▸ Aim:
Reproduce the stretch of the material from the line containing "Return a point for each instance of the small" through the end, requests included, shifting every coordinate in the answers up by 123. Leave the requests themselves unchanged.

(Named object pointing entries)
□ □ □ □ □ □ □

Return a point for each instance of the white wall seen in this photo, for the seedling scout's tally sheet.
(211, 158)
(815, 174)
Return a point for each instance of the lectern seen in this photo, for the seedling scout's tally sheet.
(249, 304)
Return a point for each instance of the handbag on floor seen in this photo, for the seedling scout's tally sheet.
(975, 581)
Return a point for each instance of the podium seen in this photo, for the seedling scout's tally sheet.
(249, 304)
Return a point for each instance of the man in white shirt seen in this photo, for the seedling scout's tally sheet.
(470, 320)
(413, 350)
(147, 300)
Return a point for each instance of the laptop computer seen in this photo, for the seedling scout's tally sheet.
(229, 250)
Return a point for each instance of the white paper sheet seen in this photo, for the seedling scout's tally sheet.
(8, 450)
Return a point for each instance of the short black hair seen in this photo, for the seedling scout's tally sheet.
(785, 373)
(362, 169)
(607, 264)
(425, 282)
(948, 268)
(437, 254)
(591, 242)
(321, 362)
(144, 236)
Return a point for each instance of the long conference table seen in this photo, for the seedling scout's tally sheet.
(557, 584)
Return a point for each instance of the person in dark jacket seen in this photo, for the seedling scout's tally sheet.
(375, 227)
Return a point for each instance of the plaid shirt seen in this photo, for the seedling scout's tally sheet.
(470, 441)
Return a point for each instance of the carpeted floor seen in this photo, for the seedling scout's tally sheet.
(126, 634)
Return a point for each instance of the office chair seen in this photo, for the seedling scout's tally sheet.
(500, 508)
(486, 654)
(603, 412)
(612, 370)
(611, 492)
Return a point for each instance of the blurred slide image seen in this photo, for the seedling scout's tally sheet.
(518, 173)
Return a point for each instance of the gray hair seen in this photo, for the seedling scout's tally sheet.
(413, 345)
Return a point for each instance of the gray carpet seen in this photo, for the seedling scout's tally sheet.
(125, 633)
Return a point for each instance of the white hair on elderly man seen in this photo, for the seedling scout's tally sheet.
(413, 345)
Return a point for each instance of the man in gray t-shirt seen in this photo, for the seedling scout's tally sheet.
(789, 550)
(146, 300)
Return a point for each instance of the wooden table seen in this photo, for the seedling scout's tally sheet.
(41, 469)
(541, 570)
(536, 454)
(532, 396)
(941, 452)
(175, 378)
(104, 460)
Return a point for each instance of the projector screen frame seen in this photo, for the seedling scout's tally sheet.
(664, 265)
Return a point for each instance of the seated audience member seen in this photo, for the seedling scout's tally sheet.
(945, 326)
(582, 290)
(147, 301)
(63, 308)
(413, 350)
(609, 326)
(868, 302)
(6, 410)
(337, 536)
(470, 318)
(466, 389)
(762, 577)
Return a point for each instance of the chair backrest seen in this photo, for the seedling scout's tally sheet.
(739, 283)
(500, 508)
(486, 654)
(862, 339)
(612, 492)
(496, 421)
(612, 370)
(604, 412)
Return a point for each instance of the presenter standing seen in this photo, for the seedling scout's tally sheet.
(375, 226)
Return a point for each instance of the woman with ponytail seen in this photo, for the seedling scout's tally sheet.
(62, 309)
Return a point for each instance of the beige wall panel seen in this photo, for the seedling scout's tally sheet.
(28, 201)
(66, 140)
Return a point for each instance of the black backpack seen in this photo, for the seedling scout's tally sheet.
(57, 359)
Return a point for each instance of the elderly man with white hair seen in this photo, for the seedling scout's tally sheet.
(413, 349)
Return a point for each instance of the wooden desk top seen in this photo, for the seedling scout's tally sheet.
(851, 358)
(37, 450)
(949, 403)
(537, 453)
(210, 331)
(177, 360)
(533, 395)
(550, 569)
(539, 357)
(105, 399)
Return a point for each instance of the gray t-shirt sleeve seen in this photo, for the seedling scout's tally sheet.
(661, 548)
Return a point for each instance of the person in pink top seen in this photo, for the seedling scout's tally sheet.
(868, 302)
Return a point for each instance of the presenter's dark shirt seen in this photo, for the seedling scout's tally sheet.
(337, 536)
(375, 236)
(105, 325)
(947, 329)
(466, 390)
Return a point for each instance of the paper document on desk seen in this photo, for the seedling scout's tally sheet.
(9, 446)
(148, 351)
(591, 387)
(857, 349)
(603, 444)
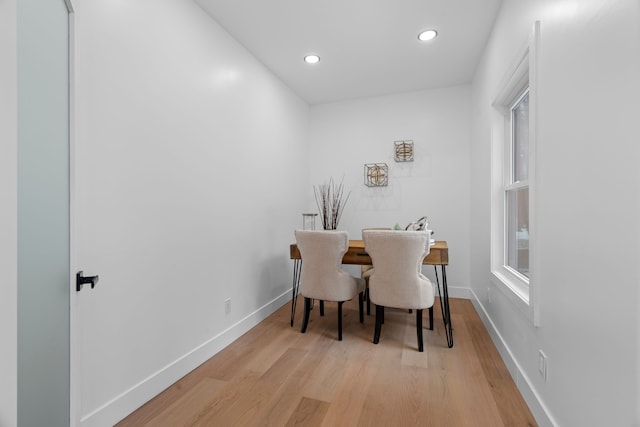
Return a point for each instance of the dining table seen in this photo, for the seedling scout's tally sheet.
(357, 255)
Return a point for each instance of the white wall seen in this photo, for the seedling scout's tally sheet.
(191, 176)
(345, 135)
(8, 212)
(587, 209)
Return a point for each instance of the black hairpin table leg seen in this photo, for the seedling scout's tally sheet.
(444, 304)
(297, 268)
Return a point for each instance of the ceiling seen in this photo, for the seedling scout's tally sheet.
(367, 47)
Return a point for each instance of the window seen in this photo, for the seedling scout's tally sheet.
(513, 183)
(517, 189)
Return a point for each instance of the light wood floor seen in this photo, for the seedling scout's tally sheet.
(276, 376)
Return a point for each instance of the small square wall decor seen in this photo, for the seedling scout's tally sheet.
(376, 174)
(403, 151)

□ □ □ □ □ □ □

▸ Result:
Return a point for each instance of the small square wall decor seen in this photo, for the seedling scout's tally sheet.
(499, 297)
(526, 274)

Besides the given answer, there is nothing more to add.